◆ Document text:
◇ ◇ ◇ ◇ ◇ ◇ ◇
The child I love

When Maddy Ralston came into this world almost 21 years ago, it was love at first sight.

I cradled her in my arms, my adopted miracle, and couldn’t stop crying. She was the most beautiful thing I had ever seen.

As she grew up, Maddy eschewed the traditional girly girl stuff. “If you get me a doll for Christmas, I’ll cut its head off,” she once admonished me.

She refused to wear the skirts in the school uniform catalogue, preferring the khaki pants. She became a full-fledged tomboy before high school. She was a stunning, blonde-blue-eyed kid, but she didn’t care. She would rather go sit for hours and fish at Sunset Park than go to the mall with other girls. She told me she wanted to be a boy.

It’s just a phase, I figured. So many women told me stories of their tomboy days.

We went shopping for clothes, and she would never go into the girls’ section. Always the boys. It wasn’t even a question.

I didn’t really care. She was my little girl, and I adored her.

The father-daughter bond was growing ever-stronger. We did everything together. I rarely missed a game, be it soccer or basketball or volleyball or flag football. We went to Europe three times, reveling in each other’s company. I loved making occasional allusions to her in my writing, calling her “The Teen.”

When she got to high school, she was bullied during her freshman year. High school girls are the worst. They whispered she was a lesbian, and I figured they were right.

I didn’t care. She was my Maddy. That’s all that mattered.

She had a boyfriend for a little while. But that didn’t last long. It didn’t feel right to her, I could tell.
◇ ◇ ◇ ◇ ◇ ◇ ◇
◆ Information supplied:
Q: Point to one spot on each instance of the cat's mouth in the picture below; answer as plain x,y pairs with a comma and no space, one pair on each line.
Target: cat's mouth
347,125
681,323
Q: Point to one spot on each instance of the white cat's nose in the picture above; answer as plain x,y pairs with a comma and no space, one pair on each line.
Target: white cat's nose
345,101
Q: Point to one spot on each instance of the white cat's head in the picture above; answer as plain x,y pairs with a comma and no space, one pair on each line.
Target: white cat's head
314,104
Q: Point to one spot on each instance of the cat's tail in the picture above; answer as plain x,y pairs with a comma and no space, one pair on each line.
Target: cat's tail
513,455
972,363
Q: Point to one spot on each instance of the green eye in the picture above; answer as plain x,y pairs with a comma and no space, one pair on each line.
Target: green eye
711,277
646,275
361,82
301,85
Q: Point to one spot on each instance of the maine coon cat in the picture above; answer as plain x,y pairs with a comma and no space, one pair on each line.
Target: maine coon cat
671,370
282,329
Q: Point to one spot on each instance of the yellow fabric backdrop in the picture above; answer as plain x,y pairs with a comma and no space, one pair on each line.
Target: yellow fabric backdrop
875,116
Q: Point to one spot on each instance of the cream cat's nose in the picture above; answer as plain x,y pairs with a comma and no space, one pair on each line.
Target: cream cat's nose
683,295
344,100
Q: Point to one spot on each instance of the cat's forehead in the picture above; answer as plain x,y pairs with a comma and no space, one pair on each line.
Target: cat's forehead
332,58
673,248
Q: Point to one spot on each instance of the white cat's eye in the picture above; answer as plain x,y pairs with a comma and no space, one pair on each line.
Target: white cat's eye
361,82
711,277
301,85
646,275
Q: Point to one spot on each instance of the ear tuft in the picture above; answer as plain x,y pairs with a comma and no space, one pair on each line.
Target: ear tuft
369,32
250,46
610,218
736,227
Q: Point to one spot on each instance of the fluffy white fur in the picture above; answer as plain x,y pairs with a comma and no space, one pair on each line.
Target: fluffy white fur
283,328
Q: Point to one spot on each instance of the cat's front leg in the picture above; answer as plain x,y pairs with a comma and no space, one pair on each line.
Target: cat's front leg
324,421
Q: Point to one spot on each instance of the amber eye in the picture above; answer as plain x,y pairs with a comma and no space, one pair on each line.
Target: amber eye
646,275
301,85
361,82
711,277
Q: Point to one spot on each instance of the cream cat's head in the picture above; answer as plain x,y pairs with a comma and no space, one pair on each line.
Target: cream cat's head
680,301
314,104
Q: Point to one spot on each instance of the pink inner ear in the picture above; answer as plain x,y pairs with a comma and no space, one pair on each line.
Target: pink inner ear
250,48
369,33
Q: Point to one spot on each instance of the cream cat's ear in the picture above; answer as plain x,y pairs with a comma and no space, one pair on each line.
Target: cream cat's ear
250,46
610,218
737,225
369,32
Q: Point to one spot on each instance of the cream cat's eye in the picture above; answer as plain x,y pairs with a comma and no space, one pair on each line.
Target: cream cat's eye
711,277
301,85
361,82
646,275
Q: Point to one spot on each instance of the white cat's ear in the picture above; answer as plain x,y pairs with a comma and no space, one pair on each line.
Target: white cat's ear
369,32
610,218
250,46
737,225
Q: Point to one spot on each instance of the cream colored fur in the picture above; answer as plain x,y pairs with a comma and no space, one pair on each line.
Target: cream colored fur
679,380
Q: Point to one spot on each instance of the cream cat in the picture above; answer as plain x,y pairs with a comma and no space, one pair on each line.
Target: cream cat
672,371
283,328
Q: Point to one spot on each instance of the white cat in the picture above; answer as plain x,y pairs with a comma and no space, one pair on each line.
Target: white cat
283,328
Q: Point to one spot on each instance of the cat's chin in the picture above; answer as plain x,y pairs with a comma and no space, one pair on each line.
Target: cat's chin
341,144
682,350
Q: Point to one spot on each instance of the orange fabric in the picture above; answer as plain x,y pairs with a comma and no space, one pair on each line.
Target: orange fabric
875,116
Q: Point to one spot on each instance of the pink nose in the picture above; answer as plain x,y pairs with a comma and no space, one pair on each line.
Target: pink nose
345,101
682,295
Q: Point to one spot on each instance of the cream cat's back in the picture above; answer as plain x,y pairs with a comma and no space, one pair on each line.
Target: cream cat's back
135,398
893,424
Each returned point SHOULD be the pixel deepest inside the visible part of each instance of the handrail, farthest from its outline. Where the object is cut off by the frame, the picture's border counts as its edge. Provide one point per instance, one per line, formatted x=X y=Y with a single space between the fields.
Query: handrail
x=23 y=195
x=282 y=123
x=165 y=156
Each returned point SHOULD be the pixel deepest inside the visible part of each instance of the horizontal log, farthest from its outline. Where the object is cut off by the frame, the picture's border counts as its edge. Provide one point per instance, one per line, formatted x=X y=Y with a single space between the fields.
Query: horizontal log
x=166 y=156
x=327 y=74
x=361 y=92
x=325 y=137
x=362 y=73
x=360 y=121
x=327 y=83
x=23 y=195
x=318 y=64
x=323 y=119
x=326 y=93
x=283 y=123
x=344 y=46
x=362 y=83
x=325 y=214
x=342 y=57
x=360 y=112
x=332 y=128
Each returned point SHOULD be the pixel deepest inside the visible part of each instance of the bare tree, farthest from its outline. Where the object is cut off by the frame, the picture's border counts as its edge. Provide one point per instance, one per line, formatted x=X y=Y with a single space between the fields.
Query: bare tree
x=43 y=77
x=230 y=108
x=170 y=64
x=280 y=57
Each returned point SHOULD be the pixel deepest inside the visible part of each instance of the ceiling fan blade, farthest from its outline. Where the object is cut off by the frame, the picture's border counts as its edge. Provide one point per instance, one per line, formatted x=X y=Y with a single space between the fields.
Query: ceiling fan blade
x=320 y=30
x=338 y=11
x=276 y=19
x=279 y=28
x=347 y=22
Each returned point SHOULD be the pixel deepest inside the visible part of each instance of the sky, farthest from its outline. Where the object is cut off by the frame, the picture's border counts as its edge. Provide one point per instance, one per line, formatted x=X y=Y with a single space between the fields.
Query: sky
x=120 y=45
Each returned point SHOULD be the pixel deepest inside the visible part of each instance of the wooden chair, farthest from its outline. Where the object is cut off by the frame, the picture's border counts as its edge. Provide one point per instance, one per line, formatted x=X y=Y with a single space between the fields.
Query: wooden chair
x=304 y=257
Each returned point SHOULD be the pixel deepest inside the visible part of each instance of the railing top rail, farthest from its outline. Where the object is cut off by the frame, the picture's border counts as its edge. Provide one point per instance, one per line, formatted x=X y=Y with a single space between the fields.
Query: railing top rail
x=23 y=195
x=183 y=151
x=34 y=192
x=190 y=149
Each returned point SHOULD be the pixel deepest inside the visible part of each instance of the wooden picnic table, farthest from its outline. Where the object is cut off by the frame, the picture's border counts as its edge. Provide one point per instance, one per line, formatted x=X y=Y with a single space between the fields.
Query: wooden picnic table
◇ ◇ ◇ ◇ ◇ ◇ ◇
◆ Task goal:
From the piece about Maddy, retype the passage that opens with the words "The child I" and stops after "had ever seen.".

◆ Completed task:
The child I love

When Maddy Ralston came into this world almost 21 years ago, it was love at first sight.

I cradled her in my arms, my adopted miracle, and couldn’t stop crying. She was the most beautiful thing I had ever seen.